[To-do item]
How many lines of the data below contain the string "negative"? Case matters, and only the number should be given.

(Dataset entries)
▬▬▬

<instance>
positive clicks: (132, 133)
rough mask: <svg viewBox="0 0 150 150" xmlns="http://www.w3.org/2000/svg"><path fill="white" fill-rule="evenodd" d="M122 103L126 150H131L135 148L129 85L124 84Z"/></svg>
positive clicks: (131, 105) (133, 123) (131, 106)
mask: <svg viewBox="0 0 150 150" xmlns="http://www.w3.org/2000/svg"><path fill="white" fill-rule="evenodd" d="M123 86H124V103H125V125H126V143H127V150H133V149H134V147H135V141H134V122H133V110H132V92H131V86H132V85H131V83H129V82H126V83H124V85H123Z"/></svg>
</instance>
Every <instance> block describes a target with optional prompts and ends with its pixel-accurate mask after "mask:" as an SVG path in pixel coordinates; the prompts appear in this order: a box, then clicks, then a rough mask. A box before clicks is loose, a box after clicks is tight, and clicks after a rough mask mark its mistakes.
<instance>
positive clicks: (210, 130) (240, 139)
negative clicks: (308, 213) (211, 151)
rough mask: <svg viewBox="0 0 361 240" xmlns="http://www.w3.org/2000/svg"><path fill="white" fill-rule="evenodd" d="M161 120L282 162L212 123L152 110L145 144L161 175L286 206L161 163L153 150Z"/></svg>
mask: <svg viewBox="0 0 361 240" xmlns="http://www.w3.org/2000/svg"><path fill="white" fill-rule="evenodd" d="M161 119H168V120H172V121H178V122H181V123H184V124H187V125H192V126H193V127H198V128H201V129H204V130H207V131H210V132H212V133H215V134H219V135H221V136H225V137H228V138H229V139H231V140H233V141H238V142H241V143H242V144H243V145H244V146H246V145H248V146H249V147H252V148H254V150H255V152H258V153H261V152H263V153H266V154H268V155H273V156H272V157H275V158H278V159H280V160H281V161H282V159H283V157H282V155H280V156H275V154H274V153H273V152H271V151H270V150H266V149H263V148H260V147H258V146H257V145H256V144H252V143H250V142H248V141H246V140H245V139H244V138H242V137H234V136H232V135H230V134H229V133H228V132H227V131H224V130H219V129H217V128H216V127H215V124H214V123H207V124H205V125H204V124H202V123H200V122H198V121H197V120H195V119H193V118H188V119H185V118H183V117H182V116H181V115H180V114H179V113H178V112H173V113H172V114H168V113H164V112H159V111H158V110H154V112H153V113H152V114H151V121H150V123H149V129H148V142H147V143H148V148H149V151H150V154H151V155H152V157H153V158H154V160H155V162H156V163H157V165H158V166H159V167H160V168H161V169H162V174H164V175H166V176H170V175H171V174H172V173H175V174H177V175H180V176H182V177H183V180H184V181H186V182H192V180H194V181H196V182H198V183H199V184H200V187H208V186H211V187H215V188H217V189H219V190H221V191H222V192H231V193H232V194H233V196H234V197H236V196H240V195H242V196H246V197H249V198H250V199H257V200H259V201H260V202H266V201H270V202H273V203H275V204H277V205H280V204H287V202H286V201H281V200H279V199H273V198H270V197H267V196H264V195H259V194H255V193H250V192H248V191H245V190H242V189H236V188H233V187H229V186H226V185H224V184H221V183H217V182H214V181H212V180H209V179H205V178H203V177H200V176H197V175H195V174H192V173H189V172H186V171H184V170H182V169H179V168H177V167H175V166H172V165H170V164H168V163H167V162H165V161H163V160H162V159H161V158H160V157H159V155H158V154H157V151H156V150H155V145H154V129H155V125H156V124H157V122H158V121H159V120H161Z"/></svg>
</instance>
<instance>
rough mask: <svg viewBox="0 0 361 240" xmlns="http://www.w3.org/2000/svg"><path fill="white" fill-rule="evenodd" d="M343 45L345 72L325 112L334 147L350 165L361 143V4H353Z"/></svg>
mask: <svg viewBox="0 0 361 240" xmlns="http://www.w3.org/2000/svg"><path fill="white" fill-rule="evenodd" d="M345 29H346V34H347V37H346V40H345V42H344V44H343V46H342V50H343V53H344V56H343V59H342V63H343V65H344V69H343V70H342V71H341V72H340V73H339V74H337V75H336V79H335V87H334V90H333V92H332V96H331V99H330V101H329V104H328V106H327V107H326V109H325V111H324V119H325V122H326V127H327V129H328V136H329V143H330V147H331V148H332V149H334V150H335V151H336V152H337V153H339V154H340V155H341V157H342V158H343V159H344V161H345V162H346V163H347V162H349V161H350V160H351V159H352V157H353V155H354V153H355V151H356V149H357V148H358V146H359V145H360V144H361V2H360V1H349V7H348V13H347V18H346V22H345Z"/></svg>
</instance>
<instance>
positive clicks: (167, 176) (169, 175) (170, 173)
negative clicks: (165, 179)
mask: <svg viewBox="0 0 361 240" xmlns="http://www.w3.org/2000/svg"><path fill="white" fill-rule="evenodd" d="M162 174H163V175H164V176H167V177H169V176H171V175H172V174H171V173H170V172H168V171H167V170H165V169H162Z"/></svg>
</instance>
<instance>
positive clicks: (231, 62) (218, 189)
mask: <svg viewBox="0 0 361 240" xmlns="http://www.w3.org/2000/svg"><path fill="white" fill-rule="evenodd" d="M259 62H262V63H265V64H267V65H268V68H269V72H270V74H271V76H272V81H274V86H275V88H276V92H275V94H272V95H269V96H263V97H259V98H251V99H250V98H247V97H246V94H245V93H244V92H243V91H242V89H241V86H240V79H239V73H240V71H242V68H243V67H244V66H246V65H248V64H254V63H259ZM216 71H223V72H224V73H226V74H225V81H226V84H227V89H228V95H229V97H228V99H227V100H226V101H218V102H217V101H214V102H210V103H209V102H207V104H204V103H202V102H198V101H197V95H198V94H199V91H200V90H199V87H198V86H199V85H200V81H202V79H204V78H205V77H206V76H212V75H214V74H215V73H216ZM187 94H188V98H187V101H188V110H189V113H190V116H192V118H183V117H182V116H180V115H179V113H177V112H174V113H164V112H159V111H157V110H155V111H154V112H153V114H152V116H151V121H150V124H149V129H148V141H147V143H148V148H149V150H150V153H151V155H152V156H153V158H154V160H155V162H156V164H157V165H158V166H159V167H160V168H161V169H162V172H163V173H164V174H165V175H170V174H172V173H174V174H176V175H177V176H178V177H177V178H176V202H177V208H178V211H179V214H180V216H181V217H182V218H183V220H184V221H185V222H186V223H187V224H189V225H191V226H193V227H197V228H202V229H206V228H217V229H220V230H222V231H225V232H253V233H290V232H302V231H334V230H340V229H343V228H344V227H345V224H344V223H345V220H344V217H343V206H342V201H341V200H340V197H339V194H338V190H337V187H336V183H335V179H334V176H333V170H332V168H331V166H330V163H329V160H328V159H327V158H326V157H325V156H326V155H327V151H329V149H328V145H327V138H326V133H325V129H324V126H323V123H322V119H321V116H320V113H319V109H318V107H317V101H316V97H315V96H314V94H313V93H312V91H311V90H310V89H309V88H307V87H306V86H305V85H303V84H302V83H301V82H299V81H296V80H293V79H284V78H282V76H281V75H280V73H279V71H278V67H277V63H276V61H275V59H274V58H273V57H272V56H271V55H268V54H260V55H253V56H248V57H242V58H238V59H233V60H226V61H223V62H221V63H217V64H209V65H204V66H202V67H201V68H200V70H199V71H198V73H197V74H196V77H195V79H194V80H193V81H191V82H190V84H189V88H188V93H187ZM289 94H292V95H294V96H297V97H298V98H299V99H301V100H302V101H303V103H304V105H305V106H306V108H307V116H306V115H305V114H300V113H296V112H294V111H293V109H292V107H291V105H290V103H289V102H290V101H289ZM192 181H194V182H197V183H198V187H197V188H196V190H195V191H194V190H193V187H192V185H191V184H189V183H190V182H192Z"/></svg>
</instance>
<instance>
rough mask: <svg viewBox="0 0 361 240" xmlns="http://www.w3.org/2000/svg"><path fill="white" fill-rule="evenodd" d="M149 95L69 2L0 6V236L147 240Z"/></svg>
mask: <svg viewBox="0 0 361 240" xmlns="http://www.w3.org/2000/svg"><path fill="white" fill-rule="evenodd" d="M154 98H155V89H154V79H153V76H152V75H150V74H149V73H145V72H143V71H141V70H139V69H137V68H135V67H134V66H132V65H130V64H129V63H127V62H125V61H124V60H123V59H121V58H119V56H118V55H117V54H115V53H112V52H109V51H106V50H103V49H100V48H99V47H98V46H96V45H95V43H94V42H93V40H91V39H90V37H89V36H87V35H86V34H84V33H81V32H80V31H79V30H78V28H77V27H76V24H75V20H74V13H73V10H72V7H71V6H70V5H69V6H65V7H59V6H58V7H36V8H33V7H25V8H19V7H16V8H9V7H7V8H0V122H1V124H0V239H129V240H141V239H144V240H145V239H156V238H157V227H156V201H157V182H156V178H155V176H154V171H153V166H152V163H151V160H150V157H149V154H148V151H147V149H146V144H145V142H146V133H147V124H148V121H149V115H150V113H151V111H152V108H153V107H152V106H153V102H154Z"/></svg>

▬▬▬

[Expected output]
2